• 本文
···
(第156回)全て同列に被買収側の刑事処分を行うべきではない。そして見送るべきではない。
河井あんり氏陣営よる
大規模買収事件。
前回小生は、100名、総額2900万円あまりの
買収先リストを公開した。
しかしどうか
公になった全ての議員や関係者なりを
一律に責めることについては
一考頂ければと思う。
冷静に、この事件を見つめて頂きたいと願う。
小生なりのこの事件に対する考え方を
下記に綴りたい。
買収先については、
河井克行氏、河井あんり氏の
公判が始まれば、
検察側が明らかにし、
裁判の中で、いずれ公のものとなるであろう。
しかし検察側は、
被買収側の刑事処分を見送る方向だと
各メディアは報じている。
これに対し、
世論は批判を強めている。
一律に処分見送りでは絶対に納得できない。
しかし、どこかで線引きを行うべきであると
小生も考える。
···
• 与えられた情報
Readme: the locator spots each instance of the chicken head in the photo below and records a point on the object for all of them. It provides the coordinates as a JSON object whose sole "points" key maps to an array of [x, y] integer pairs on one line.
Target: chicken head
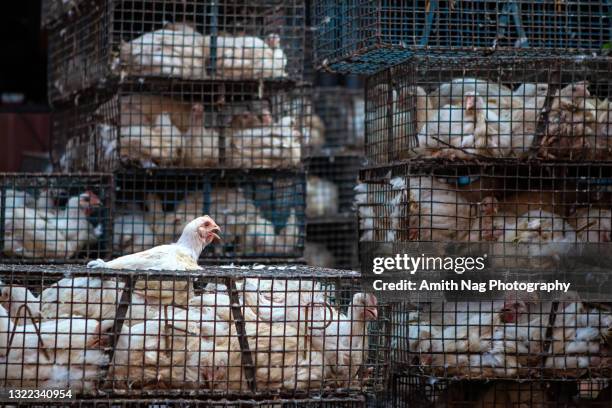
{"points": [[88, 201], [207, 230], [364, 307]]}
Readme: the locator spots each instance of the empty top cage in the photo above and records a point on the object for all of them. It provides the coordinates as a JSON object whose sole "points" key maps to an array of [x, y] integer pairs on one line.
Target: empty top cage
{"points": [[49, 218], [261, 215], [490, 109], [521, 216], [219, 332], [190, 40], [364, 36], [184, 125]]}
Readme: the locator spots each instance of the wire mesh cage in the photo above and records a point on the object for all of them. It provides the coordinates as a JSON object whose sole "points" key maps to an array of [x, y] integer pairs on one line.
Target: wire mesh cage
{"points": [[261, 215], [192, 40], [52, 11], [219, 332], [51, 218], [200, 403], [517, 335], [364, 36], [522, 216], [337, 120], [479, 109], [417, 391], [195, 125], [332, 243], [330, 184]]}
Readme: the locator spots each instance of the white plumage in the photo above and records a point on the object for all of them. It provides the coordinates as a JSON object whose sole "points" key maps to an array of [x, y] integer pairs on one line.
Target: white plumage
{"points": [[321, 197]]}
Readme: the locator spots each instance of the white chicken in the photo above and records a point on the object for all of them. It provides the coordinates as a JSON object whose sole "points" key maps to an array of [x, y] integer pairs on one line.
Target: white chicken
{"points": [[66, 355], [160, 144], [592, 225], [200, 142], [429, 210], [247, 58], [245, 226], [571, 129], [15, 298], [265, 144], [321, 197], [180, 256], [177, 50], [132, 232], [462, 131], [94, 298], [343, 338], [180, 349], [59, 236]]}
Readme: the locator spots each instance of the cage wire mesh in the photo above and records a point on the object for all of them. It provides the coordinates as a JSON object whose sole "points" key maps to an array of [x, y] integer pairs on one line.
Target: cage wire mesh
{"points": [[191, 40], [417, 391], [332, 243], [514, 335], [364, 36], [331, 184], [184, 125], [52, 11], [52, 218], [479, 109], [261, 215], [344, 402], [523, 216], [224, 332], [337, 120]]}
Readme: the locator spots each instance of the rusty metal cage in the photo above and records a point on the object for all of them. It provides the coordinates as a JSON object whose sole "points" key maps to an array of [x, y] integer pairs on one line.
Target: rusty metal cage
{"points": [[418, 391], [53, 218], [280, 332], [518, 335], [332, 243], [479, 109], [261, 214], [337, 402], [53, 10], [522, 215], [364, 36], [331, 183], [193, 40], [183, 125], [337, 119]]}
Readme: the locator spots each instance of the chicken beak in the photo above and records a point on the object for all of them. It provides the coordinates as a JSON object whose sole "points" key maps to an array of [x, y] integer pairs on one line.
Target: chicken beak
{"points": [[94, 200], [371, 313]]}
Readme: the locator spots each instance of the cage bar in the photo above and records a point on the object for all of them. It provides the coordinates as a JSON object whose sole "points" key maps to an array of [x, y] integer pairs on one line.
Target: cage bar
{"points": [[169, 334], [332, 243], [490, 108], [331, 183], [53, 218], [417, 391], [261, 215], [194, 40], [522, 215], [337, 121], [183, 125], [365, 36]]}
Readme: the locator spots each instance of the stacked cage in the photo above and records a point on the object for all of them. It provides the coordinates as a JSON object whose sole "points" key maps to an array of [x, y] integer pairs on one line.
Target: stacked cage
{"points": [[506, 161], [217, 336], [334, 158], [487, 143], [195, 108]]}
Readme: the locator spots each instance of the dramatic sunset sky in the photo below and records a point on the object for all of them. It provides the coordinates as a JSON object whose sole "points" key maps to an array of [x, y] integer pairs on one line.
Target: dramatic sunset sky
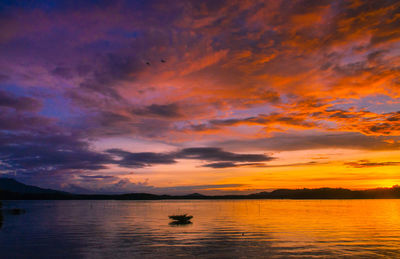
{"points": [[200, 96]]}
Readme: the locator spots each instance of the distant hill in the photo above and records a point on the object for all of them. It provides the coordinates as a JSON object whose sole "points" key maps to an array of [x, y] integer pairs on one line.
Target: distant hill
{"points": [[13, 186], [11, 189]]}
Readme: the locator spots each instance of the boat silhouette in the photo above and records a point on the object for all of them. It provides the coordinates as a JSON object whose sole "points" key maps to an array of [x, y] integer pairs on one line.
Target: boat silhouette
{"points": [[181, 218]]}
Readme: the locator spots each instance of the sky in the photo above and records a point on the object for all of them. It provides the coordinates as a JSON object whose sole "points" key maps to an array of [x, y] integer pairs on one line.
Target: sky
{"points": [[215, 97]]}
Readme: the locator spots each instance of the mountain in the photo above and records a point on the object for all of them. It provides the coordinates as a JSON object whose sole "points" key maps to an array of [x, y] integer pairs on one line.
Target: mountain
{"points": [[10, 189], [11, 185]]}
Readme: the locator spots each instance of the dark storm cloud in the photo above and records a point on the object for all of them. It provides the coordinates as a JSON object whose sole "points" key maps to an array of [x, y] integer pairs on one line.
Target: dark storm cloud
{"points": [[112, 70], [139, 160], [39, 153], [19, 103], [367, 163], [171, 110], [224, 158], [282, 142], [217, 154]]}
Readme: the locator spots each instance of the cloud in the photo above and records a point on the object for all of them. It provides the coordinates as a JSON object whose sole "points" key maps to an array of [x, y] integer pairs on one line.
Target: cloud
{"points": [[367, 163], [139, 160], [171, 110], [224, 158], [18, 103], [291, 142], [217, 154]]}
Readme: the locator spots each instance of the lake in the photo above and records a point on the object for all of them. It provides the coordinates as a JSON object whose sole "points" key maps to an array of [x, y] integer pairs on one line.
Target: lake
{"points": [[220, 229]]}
···
• 課題
1. 本文の「冷静に、この事件を見つめて頂きたいと願う。」から「世論は批判を強めている。」までのすべてを、一字も変えずに書き出せ。
2. 記録の中で、文字列「cloud」を含む行の数を答えよ。大文字と小文字は区別し、数だけを示すこと。

• 課題の解答
1.
冷静に、この事件を見つめて頂きたいと願う。
小生なりのこの事件に対する考え方を
下記に綴りたい。
買収先については、
河井克行氏、河井あんり氏の
公判が始まれば、
検察側が明らかにし、
裁判の中で、いずれ公のものとなるであろう。
しかし検察側は、
被買収側の刑事処分を見送る方向だと
各メディアは報じている。
これに対し、
世論は批判を強めている。

2. 4